• 取り組む課題
1. 作曲家論の書評のうち、「一方、シューマンを扱う第2章」を含む箇所から始めて「となく生き、健筆を振るった。」の後で終わる部分を、「著者」を「筆者」に置き換えて書き写してください。
2. 作曲家論の書評によると、この書物の著者が専攻している分野は何ですか。
3. 作曲家論の書評の最後の文の後から、その続きを書き継いでください。

• 読む文章
_ _ _ _

小林聡幸『音楽と病のポリフォニー』

◇小林聡幸『音楽と病のポリフォニー — 大作曲家の健康生成論』アルテスパブリッシング, 2018年

 従来のものとはひと味違う作曲家論。著者は精神医学を専攻する大学教員で、クリエーターの病理とその創造性との関係を問う病跡学に、一方ならぬ知見を有する。
 この書物は全7章で、いずれの章でも作曲家を一人(最終章のみ二人)取り上げ、その創作活動に触れる。たとえば第4章。老年期のシベリウスは生活面では溌剌としていたが、創作面では作品に取り掛かるも書き上げられない「堂々めぐり」に陥った。そこに「創造性のうつ状態」を見るあたりは、専門家らしい議論となっている。
 一方、シューマンを扱う第2章で著者は、楽曲分析によって創作スタイルを抽出するも、それがシューマンの個人様式なのか、その年代の時代様式なのか、その土地の地域様式なのかといったことを検証しない。その持ち主不明のスタイルと、シューマン個人の病とを直接、連結してしまう。
 この本の面白さは第5章からにわかに加速する。病と創造性とに密接な関係が“ない”例のほうに、視点を移していくのだ。とりわけ、第6章のショスタコーヴィチの創作史は興味深い。スターリニズムの過酷な環境下、統合失調気質を抱えながら、精神的には大きな破綻を来すことなく生き、健筆を振るった。

_ _ _ _

• 抽出データ
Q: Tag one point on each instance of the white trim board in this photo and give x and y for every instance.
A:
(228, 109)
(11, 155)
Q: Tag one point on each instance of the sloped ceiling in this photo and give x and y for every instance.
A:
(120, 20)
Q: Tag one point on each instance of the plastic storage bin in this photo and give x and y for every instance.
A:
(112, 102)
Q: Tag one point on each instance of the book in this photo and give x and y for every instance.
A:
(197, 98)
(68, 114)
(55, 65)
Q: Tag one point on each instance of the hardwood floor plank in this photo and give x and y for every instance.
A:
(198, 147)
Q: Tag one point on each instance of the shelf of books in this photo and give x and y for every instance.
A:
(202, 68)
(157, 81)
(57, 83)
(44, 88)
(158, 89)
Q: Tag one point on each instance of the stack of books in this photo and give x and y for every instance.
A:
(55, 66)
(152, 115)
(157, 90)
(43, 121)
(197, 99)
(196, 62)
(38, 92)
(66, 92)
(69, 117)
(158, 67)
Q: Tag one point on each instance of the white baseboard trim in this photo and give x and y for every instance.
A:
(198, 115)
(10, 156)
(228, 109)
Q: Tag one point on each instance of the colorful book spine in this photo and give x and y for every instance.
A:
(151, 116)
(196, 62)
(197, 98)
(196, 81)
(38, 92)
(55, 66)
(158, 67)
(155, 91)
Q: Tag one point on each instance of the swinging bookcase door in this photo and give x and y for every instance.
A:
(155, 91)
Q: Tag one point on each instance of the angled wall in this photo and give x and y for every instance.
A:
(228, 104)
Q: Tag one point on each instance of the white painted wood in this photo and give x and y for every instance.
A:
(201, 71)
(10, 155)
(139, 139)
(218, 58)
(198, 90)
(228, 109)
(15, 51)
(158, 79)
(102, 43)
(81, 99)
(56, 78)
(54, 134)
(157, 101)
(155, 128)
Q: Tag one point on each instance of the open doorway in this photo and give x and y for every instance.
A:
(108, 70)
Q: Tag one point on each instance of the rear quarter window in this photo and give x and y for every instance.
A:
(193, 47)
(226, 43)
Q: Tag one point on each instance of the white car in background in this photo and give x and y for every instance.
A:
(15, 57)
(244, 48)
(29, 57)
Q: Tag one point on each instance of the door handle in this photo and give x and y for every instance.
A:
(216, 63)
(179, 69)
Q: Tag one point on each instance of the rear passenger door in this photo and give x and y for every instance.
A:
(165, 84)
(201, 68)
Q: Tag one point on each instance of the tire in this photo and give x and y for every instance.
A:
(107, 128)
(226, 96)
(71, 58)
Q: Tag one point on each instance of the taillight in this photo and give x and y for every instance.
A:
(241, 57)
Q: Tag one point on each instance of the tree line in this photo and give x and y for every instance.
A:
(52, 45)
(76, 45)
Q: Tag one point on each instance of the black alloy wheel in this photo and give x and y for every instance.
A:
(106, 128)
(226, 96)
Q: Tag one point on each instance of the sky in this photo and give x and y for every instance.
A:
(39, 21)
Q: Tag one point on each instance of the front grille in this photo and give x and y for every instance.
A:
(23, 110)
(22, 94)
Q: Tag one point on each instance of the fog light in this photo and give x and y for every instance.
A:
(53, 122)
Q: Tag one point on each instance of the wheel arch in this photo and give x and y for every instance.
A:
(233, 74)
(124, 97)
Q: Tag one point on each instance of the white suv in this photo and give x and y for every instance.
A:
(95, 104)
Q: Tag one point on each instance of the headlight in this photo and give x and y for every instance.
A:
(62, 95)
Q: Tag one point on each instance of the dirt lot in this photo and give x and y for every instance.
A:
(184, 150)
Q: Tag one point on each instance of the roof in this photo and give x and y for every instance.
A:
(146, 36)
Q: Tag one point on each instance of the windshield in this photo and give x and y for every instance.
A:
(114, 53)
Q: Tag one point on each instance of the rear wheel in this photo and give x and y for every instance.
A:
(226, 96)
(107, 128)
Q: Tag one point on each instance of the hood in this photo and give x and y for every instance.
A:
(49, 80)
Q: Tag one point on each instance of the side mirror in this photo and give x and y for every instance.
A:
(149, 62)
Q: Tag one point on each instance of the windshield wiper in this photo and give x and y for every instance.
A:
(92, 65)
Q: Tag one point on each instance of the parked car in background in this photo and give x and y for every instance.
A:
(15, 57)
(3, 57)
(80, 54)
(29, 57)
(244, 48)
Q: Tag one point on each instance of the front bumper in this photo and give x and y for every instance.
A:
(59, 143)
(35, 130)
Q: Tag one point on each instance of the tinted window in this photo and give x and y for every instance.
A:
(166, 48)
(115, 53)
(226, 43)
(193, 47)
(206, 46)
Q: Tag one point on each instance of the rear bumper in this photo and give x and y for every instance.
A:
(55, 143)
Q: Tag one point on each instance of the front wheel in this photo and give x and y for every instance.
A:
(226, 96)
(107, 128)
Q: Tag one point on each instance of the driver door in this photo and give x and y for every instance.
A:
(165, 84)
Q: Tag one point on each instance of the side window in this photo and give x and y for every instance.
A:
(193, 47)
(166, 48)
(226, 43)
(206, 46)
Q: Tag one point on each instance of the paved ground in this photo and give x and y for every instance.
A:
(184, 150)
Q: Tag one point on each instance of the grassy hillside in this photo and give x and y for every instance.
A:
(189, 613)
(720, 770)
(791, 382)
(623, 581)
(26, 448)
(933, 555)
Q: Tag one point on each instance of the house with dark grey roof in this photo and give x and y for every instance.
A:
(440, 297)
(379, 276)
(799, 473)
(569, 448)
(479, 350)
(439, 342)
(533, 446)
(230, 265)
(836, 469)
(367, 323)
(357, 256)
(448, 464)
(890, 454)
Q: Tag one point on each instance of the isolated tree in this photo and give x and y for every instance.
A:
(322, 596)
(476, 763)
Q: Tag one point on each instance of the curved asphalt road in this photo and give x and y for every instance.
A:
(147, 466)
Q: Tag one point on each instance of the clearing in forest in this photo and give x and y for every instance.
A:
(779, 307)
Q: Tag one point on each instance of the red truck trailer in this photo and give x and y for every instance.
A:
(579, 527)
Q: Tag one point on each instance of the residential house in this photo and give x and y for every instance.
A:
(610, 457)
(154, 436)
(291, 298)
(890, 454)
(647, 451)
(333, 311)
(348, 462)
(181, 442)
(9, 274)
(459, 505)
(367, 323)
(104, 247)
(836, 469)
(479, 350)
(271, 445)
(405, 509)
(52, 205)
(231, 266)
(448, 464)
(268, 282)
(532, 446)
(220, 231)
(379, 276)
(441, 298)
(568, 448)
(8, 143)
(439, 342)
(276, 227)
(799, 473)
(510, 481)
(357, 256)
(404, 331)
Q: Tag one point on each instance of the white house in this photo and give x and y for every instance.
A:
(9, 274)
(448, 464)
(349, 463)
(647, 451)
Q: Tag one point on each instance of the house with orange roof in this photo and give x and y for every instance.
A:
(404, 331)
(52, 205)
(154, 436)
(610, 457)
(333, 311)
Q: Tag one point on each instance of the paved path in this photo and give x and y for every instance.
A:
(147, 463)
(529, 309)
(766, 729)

_ _ _ _

• 各課題の解答
1.
一方、シューマンを扱う第2章で筆者は、楽曲分析によって創作スタイルを抽出するも、それがシューマンの個人様式なのか、その年代の時代様式なのか、その土地の地域様式なのかといったことを検証しない。その持ち主不明のスタイルと、シューマン個人の病とを直接、連結してしまう。
 この本の面白さは第5章からにわかに加速する。病と創造性とに密接な関係が“ない”例のほうに、視点を移していくのだ。とりわけ、第6章のショスタコーヴィチの創作史は興味深い。スターリニズムの過酷な環境下、統合失調気質を抱えながら、精神的には大きな破綻を来すことなく生き、健筆を振るった。

2. 精神医学です。

3.
 本書には登場しないが、バッハにせよモーツァルトにせよ、死の床でそれぞれ「ロ短調ミサ曲」や「レクイエム」を構想し、アウトプットした。その弱り切った身体と、生み出された音楽の豊かさとの間には深い谷が横たわっている。本書の第5章以降には、この隔たった両岸に橋をかけるためのヒントが隠されている。
 そもそも言葉で表現できないからこそ音楽として存在している音楽を、言葉で言い表そうというのは(それを仕事としている当方から見ても)“いかがわしい”ことだ。その意味では病跡学もまた“いかがわしい”。ただその“いかがわしさ”は、音楽の捉えきれなさから発する。そうである以上、これを面白がらないのは損というものだ。